Dataset entries
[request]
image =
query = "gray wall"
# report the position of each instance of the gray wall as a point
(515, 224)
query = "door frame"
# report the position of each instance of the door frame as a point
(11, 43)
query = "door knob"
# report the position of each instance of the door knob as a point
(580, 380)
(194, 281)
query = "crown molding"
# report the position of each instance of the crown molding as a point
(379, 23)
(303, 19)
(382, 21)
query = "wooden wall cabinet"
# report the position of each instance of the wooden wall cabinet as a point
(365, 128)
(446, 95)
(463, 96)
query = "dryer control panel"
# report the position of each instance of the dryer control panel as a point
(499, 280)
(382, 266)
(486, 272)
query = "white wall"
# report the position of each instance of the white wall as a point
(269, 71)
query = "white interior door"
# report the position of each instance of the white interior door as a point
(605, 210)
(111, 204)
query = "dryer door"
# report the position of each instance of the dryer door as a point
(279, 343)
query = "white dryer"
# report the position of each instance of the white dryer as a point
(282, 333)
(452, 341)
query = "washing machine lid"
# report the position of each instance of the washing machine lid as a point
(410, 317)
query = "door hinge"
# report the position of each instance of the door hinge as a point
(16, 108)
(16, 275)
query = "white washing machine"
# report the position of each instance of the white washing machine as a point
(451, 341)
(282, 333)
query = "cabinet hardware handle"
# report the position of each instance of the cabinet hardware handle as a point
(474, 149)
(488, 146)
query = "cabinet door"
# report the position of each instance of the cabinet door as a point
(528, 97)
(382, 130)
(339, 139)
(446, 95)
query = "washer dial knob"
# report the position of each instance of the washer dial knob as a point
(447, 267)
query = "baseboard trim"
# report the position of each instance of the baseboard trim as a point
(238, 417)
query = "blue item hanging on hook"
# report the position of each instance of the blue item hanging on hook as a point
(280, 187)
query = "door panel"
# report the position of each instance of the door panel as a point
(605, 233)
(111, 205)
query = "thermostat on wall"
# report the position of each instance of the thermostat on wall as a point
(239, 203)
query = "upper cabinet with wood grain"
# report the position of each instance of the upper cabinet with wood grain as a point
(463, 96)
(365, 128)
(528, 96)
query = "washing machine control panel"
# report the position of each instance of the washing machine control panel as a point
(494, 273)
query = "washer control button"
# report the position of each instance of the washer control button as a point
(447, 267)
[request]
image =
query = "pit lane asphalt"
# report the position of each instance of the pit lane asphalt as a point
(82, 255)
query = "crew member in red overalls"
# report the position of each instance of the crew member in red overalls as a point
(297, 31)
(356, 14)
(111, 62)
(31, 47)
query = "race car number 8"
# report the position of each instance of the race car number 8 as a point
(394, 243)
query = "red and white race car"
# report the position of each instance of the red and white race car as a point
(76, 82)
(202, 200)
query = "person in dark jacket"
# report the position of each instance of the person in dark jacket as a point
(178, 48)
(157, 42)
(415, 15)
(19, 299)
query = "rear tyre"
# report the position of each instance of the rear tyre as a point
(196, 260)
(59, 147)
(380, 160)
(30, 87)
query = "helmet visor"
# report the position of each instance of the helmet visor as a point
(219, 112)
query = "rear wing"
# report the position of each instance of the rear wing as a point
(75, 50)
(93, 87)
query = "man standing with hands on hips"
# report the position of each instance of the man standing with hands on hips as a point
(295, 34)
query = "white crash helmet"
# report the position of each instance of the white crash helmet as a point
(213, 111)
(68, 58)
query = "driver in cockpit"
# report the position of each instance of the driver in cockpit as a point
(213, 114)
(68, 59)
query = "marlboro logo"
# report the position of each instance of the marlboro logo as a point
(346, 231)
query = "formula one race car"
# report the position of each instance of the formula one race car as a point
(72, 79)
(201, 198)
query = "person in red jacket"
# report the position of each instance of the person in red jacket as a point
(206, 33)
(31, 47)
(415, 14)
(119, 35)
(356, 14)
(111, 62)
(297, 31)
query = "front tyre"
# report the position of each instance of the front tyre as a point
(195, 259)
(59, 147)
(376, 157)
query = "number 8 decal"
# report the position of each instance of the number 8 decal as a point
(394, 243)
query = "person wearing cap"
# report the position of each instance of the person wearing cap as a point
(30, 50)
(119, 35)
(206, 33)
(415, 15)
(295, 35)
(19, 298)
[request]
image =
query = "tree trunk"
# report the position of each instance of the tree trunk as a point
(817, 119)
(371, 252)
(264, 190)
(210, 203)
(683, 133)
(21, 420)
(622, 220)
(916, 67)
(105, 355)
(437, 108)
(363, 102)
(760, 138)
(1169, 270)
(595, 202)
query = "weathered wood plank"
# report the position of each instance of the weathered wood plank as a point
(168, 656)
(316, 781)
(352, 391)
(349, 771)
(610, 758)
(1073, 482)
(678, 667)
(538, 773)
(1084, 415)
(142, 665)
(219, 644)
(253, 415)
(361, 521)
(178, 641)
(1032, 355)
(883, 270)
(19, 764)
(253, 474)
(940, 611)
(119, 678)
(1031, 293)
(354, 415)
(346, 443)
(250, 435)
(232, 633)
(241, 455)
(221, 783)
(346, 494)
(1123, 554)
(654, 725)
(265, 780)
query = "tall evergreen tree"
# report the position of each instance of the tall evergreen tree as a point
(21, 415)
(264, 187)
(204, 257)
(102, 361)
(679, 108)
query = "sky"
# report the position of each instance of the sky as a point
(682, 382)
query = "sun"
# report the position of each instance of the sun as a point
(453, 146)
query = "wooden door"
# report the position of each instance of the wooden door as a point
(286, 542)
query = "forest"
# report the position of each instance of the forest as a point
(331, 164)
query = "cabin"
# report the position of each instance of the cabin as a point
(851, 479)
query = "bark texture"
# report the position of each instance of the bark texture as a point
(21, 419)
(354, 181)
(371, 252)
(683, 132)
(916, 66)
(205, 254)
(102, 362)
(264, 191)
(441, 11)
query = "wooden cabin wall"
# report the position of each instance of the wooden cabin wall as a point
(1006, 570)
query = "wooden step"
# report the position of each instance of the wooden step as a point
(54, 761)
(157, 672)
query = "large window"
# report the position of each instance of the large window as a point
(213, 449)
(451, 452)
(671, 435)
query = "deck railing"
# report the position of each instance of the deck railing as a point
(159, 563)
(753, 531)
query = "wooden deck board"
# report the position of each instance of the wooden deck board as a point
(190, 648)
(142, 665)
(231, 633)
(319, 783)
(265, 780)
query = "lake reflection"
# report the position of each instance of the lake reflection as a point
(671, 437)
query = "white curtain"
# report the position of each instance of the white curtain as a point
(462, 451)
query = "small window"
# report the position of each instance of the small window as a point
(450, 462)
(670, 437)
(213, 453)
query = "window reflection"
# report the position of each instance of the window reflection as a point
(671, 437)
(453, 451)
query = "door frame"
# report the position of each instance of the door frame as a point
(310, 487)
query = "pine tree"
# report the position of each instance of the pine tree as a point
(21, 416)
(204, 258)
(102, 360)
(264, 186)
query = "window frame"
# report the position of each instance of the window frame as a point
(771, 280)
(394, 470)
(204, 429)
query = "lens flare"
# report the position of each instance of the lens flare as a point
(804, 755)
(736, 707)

WHAT IS NEEDED:
A complete and exact reproduction of the data is needed.

ANSWER TO THE PROBLEM:
[request]
image =
query = "gray wall"
# report the position of each instance of the gray wall as a point
(515, 224)
query = "door frame"
# report the position of each instance of the door frame as a point
(11, 43)
query = "door knob"
# report the position of each instance of the door knob as a point
(580, 380)
(194, 281)
query = "crown molding"
# report the position of each instance of the crown molding as a point
(379, 23)
(303, 19)
(382, 21)
query = "wooden wall cabinet"
# report the position of each instance of the wooden wall cabinet as a point
(365, 128)
(446, 95)
(463, 96)
query = "dryer control panel"
# report the position of each instance of the dryer control panel as a point
(499, 280)
(382, 266)
(486, 272)
query = "white wall"
# report the position of each instance of the white wall as a point
(269, 71)
query = "white interior door"
# report the position of each instance of the white interior door as a point
(605, 210)
(111, 204)
query = "dryer door"
# report the position of each instance of the dryer door as a point
(279, 343)
query = "white dryer"
# report the position of each instance of the white dryer as a point
(282, 333)
(452, 341)
query = "washing machine lid"
# report the position of each instance of the washing machine lid as a point
(410, 317)
query = "door hinge"
# report the position of each instance of the door hinge as a point
(16, 108)
(16, 275)
query = "white washing machine"
# report the position of each instance of the white washing machine as a point
(451, 341)
(282, 333)
query = "cabinet hardware handle"
# report the position of each instance of the cabinet hardware handle as a point
(474, 149)
(488, 146)
query = "cabinet door"
# report the position of each instance of the cabinet door as a point
(528, 97)
(382, 130)
(339, 139)
(446, 95)
query = "washer dial knob"
# report the position of each instance of the washer dial knob as a point
(447, 267)
query = "baseboard trim"
# report the position of each instance of the baseboard trim as a point
(238, 417)
query = "blue item hanging on hook"
# report the position of each instance of the blue item hanging on hook as a point
(280, 187)
query = "door panel"
# report the position of each instance of the door panel as a point
(605, 233)
(111, 205)
query = "thermostat on wall"
# report the position of each instance of the thermostat on wall as a point
(239, 203)
query = "upper cabinet with wood grain"
# report the position of each instance of the upper cabinet with wood grain as a point
(463, 96)
(365, 128)
(528, 96)
query = "washing machine control panel"
# report the position of each instance of the washing machine control panel as a point
(494, 273)
query = "washer control button"
# report the position of each instance of the washer control button as a point
(447, 267)
[request]
image =
query = "pit lane asphalt"
# report the position of each instance of the pit lane asphalt as a point
(82, 255)
query = "crew member in red overalls"
# report the position of each instance of the crew member in red overalls as a point
(297, 31)
(356, 14)
(111, 62)
(31, 47)
query = "race car number 8"
# report the position of each instance of the race car number 8 as a point
(394, 243)
query = "red and white race car"
# report the position of each instance of the red and white race car as a point
(76, 82)
(202, 200)
query = "person in dark jacket"
# report the position of each instance of the person in dark jacket as a point
(178, 48)
(157, 42)
(415, 15)
(19, 299)
query = "rear tyre"
# report the position of each instance of the rear tyre as a point
(196, 260)
(59, 147)
(380, 160)
(30, 87)
query = "helmet visor"
# report the position of each instance of the helmet visor as a point
(219, 112)
query = "rear wing"
# report the position of each instance of the rear wing as a point
(75, 50)
(93, 87)
query = "man standing with hands on hips"
# report the position of each instance of the man standing with hands on hips as a point
(295, 34)
query = "white crash helmet"
# report the position of each instance of the white crash helmet as a point
(213, 111)
(68, 58)
query = "driver in cockpit"
# report the position of each instance of the driver in cockpit as a point
(213, 114)
(68, 59)
query = "marlboro logo"
# report the position of each instance of the marlboro logo as a point
(346, 231)
query = "formula one race car"
# report the position of each instance of the formula one race car as a point
(72, 79)
(201, 198)
query = "person in red jacket"
# report the position of each instance of the person in red jacket as a point
(206, 33)
(31, 47)
(415, 14)
(119, 35)
(356, 14)
(111, 62)
(297, 31)
query = "front tyre"
# report the position of each instance of the front tyre as a point
(195, 259)
(59, 147)
(376, 157)
query = "number 8 decal"
# report the position of each instance of the number 8 decal as a point
(394, 243)
query = "person wearing cap"
# report the position of each instance of the person wearing cap as a point
(30, 50)
(119, 35)
(206, 33)
(415, 15)
(295, 35)
(19, 298)
[request]
image =
query = "tree trunk"
# report the position of each instance of the tree trunk as a point
(817, 119)
(371, 252)
(264, 190)
(210, 203)
(683, 133)
(21, 420)
(622, 220)
(916, 67)
(105, 355)
(437, 108)
(363, 102)
(760, 138)
(1169, 270)
(595, 202)
query = "weathered wood plank"
# report the position of each instance of the weathered wood plank as a point
(168, 656)
(316, 781)
(352, 391)
(349, 771)
(610, 758)
(1073, 482)
(678, 667)
(538, 773)
(1084, 415)
(142, 665)
(219, 644)
(253, 415)
(361, 521)
(178, 641)
(1032, 355)
(883, 270)
(19, 764)
(253, 474)
(940, 611)
(119, 678)
(1031, 293)
(354, 415)
(346, 443)
(250, 435)
(232, 633)
(241, 455)
(221, 783)
(346, 494)
(1123, 554)
(654, 725)
(265, 780)
query = "tall evergreen tree"
# report the position of each instance of the tall evergreen tree as a point
(21, 415)
(264, 187)
(204, 257)
(102, 361)
(679, 108)
query = "sky"
# report the position of each instance of the sky as a point
(682, 382)
query = "sun"
# report the position of each instance of the sun as a point
(453, 146)
query = "wooden door"
# report the position of each instance of the wooden door as a point
(286, 542)
query = "forest"
# report the position of each instance of the forest as a point
(331, 164)
query = "cabin"
# report the position of each instance of the cabin as a point
(851, 479)
query = "bark texture"
# report the position of each instance of the bark texture as a point
(21, 419)
(354, 181)
(371, 252)
(683, 132)
(916, 66)
(205, 254)
(102, 362)
(264, 191)
(441, 11)
query = "wooden cabin wall"
# report the position of each instance of the wooden cabin wall as a point
(1006, 570)
query = "wooden step"
# report the position of each instance of the wooden step as a point
(54, 761)
(157, 672)
query = "large window"
# report the position of each instance of the large window as a point
(213, 449)
(451, 452)
(671, 435)
query = "deck railing"
# report the position of each instance of the deck railing as a point
(159, 563)
(753, 531)
query = "wooden deck board"
# report the position of each instance of the wooden deck board as a point
(190, 648)
(142, 665)
(231, 633)
(319, 783)
(265, 780)
query = "lake reflection"
# report the position of each instance of the lake reflection as a point
(671, 437)
query = "white curtain"
# report the position of each instance of the white curtain as a point
(462, 451)
query = "small window"
# report the position of each instance of the small window as a point
(450, 462)
(670, 437)
(213, 453)
query = "window reflection"
# report the position of each instance of the window reflection as a point
(671, 437)
(453, 451)
query = "door frame"
# report the position of each instance of the door frame as a point
(310, 487)
query = "pine tree"
# report the position of each instance of the pine tree as a point
(21, 416)
(204, 258)
(102, 360)
(264, 186)
query = "window frame"
# report the position of each instance of the window frame as a point
(771, 280)
(394, 470)
(204, 429)
query = "lens flare"
# report the position of each instance of the lens flare as a point
(804, 755)
(736, 707)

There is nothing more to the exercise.